> **MATERIAL PROVIDED**:
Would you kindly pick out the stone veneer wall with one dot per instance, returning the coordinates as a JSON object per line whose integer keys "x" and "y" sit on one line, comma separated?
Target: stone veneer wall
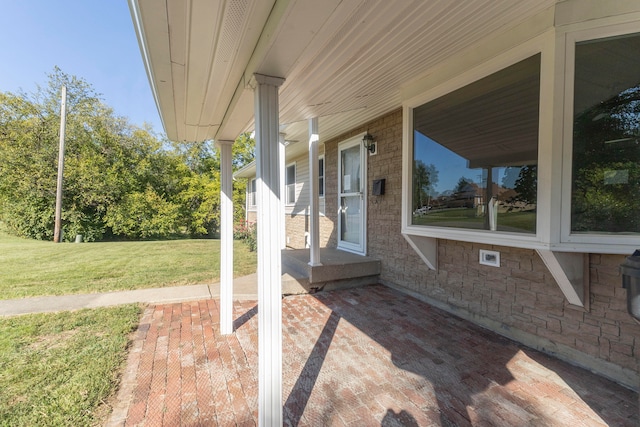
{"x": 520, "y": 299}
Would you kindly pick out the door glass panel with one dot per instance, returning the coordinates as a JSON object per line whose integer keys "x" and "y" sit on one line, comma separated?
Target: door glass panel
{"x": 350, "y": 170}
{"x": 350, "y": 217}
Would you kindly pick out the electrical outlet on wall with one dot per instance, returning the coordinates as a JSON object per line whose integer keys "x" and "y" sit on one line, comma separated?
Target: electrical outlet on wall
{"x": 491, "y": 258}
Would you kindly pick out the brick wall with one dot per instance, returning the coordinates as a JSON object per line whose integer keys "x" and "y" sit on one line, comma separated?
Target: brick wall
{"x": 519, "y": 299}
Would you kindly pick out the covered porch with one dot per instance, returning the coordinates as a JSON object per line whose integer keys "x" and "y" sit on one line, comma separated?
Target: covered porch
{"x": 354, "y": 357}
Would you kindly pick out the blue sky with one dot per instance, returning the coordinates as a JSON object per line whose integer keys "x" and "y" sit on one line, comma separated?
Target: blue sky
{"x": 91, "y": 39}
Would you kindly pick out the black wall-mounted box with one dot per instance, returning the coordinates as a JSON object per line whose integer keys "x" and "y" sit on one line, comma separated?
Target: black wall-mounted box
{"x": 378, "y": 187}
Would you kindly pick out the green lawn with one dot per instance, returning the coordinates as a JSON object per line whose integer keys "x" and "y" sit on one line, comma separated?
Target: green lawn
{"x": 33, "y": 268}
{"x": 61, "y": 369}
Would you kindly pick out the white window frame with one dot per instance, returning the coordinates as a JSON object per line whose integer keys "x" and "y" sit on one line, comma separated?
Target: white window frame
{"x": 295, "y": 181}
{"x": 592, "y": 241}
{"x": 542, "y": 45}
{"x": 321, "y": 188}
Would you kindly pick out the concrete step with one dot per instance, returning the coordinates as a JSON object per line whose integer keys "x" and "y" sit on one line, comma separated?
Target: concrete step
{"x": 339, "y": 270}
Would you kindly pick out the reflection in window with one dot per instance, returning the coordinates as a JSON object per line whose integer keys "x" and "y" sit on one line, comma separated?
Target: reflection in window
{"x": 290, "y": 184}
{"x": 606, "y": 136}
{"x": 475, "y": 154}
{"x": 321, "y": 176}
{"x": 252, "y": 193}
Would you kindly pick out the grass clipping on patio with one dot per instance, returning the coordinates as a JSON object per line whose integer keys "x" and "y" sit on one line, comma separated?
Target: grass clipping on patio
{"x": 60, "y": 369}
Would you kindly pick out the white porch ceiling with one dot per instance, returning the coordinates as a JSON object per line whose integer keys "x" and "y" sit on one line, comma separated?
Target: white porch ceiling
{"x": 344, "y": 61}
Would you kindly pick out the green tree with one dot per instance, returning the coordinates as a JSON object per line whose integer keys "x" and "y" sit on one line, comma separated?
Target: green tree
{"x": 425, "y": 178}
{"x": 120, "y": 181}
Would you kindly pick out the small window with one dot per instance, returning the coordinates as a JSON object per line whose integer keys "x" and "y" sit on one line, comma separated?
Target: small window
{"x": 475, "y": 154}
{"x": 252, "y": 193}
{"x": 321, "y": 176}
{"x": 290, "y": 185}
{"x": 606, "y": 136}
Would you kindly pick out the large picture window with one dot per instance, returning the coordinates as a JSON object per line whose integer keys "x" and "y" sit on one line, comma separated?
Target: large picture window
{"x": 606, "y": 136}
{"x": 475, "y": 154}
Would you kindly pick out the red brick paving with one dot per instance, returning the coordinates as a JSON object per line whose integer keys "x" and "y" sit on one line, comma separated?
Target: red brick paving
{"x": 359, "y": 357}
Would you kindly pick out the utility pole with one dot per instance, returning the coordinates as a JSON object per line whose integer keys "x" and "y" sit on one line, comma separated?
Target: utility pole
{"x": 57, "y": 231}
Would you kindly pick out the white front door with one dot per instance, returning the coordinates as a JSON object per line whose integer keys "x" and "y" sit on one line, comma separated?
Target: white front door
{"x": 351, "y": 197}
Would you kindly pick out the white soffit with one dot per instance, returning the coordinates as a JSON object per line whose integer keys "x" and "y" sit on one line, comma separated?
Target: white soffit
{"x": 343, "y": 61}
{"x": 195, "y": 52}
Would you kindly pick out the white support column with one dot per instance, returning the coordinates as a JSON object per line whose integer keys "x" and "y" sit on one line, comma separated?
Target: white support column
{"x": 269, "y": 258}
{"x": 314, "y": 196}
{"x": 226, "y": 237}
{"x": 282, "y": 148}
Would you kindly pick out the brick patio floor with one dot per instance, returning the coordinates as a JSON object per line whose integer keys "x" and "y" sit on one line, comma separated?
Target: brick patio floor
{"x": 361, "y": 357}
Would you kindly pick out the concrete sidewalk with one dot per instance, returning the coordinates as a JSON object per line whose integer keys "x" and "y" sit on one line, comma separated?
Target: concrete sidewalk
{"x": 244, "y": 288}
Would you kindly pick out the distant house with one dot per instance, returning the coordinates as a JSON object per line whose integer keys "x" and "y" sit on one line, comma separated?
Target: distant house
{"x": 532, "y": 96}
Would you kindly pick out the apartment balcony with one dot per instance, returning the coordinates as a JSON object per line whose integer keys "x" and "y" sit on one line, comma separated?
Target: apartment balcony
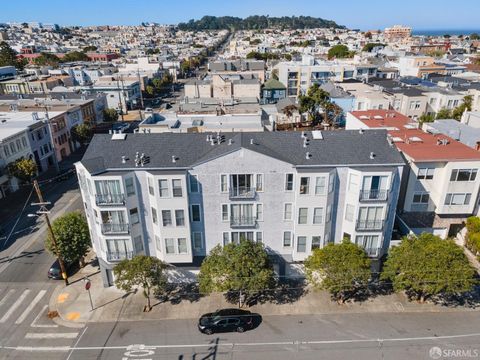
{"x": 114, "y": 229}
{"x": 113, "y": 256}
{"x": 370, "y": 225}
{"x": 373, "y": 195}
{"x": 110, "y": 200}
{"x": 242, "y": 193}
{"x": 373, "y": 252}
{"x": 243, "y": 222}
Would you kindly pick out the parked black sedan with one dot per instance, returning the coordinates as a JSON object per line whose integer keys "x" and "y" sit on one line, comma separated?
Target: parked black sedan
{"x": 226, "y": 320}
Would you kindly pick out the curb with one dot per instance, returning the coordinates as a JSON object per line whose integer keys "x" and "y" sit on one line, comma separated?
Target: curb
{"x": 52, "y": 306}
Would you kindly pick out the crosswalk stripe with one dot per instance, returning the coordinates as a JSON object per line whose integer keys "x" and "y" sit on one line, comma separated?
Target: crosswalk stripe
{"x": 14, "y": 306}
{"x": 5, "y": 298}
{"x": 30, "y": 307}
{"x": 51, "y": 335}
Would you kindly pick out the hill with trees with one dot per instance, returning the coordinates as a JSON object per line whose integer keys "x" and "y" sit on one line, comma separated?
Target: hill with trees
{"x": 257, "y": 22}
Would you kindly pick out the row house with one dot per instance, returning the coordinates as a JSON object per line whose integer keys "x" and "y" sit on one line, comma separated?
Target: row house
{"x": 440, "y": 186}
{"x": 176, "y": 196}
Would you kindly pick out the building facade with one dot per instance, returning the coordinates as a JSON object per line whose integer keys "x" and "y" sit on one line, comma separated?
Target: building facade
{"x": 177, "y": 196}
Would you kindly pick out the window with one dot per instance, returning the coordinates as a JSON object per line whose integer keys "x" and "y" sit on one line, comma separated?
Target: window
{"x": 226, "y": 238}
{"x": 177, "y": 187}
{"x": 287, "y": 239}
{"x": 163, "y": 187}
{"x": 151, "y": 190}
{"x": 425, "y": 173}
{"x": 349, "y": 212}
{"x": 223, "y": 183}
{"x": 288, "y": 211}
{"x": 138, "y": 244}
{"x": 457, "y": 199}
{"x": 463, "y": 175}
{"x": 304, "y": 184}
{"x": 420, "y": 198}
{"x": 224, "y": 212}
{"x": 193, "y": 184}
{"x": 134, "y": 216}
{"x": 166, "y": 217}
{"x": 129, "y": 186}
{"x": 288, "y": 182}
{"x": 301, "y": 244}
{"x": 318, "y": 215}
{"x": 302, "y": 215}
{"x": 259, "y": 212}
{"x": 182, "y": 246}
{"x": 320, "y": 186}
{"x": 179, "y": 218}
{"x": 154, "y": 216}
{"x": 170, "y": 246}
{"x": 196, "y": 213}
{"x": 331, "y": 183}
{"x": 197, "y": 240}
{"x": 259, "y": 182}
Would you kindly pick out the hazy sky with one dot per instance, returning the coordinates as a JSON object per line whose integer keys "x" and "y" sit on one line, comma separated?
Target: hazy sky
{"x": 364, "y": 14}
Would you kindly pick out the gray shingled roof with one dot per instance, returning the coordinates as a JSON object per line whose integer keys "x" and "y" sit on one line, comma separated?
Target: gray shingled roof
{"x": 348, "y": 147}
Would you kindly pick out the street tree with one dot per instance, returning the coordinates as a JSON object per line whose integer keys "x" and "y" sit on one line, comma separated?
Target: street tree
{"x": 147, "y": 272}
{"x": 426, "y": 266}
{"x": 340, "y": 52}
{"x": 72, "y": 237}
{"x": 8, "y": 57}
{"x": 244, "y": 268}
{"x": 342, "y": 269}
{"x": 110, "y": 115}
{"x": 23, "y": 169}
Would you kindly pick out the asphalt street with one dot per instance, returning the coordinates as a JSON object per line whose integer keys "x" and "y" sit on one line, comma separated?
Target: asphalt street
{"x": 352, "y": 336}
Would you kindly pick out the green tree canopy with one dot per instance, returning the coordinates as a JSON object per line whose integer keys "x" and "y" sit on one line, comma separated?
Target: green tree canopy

> **WHAT TO PRODUCE**: In the entries above, identify each line that includes the string "canopy", then copy it.

> **RESPONSE AREA**:
Would you kindly pick out the green tree canopy with one dot per instance, returning the coordinates as a JSON object per line whose integer keys "x" and "y" sit on one line, comma separated?
Target: green tree canopy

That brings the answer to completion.